**EXTRAIT DU DOCUMENT**
Etienne Faure  tête en bas
En 11 ans et 6 recueils dont le dernier vient de paraître aux éditions Gallimard sous le titre Tête en bas, Etienne Faure a produit une œuvre poétique dont la cohérence -formelle et thématique- impressionne.
Ce qui saisit en effet c'est la rigueur du dispositif mis en œuvre pour donner son architecture au recueil, et construire, fabriquer, chaque poème. On y reviendra.
Ce souci pourtant ne doit pas donner à penser qu'Etienne Faure n'est qu'un formaliste pur et simple. Le titre programmatique, qui propose une sorte de cahier des charges, signale d'emblée qu'il y a dans le recueil plus et autre chose que de simples performances rhétoriques.
Tête en bas, donc, comment l'entendre? Comme un angle ou un point de vue singulier sur le monde (à l'envers), et en même temps comme l'image d'une disposition existentielle presque saturée par la pensée de la mort que les champs lexicaux et sémantiques (pour employer d'anciennes nomenclatures) soulignent dans la plupart des poèmes.

**DONNÉES DISPONIBLES**
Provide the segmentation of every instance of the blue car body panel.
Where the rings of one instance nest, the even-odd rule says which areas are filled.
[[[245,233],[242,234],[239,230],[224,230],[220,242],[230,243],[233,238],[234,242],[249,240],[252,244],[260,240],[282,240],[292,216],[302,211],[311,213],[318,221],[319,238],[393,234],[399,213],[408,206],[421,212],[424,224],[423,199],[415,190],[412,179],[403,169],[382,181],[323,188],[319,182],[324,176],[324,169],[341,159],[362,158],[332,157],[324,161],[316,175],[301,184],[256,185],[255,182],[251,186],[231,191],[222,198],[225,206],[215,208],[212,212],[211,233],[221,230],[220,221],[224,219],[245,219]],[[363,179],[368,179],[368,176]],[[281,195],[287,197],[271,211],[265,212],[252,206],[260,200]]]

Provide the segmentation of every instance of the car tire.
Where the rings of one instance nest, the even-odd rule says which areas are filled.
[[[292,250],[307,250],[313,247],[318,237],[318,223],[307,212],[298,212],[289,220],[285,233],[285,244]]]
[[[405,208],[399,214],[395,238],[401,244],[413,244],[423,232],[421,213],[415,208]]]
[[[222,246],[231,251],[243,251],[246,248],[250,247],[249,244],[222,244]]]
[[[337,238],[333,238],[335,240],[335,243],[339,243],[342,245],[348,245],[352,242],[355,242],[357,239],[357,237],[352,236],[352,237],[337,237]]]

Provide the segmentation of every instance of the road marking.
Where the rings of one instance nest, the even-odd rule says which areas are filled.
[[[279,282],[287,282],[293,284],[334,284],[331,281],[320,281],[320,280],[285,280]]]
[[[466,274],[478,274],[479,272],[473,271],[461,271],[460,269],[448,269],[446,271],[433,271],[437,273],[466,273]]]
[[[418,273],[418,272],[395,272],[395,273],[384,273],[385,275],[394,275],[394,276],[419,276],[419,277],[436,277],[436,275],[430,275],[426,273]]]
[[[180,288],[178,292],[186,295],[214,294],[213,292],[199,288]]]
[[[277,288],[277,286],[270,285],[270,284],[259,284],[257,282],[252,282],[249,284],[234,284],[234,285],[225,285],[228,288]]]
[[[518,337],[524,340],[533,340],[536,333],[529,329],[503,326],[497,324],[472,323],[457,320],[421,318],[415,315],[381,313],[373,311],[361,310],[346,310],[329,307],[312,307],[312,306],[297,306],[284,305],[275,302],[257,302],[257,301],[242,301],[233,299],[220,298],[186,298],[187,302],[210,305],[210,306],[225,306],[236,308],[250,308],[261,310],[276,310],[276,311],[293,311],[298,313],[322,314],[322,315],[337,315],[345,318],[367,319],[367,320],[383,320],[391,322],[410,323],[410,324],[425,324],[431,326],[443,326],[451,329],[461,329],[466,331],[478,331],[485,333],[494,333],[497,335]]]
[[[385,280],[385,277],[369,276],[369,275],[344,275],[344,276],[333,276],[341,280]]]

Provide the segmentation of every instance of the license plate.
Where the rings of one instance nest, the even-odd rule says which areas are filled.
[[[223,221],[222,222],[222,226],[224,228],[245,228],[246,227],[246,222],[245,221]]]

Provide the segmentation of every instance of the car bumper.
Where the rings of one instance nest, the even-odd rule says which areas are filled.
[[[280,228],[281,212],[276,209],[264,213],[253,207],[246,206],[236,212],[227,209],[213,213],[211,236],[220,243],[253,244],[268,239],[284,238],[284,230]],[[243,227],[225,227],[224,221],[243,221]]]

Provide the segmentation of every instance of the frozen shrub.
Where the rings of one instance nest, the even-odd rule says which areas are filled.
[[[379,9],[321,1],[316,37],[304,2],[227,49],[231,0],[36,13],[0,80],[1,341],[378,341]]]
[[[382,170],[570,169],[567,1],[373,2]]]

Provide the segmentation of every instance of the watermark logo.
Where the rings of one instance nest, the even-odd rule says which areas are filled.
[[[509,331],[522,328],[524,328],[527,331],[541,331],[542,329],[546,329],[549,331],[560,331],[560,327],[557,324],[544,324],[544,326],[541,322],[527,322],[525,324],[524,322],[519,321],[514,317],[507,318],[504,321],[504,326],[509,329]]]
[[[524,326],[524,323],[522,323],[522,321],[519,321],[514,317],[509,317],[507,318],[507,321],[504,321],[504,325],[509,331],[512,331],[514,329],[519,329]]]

**TÂCHES À RÉALISER**
(1) Reproduisez fidèlement le texte sur Etienne Faure, depuis « Ce qui saisit » jusqu'à « On y reviendra. ».
(2) D'après le texte sur Etienne Faure, chez quel éditeur le recueil Tête en bas vient-il de paraître ?
(3) Reprenez le texte sur Etienne Faure là où il s'interrompt et poursuivez-le.
Les entrées ne servent à rien ici.

**RÉSULTATS ATTENDUS**
(1)
Ce qui saisit en effet c'est la rigueur du dispositif mis en œuvre pour donner son architecture au recueil, et construire, fabriquer, chaque poème. On y reviendra.

(2) Aux éditions Gallimard.

(3)
Le sol, la terre seront donc le seul horizon (Horizon du sol, rappelons-le est le titre d'un recueil paru en 2011 chez Champ-Vallon), et jamais le regard ne s'égare vers d'improbables empyrées; le ciel, ici, on y monte au bordel dans les années vingt (le ciel en hâte).
Les 130 poèmes du recueil sont distribués en 12 parties qui sont autant d'unités de sens, réparties en 3 ensembles soigneusement structurés, 2 blocs de 5 parties composées successivement de 6, 10, 6, 10, 6, 10, 6 poèmes, qui encadrent 2 sections de 11 poèmes chacune (5 + 6 dans Peinture I et II).
Les poèmes eux mêmes sont tous construits à quelques variations près, selon le même modèle: un quasi bloc de 16 à 20 vers (pour 86 poèmes), dont le titre sans majuscule est placé en bas de page, à l'exception des deux poèmes en miroir (ébréché) des pages 66 et 67. Voici donc des poèmes tête en bas.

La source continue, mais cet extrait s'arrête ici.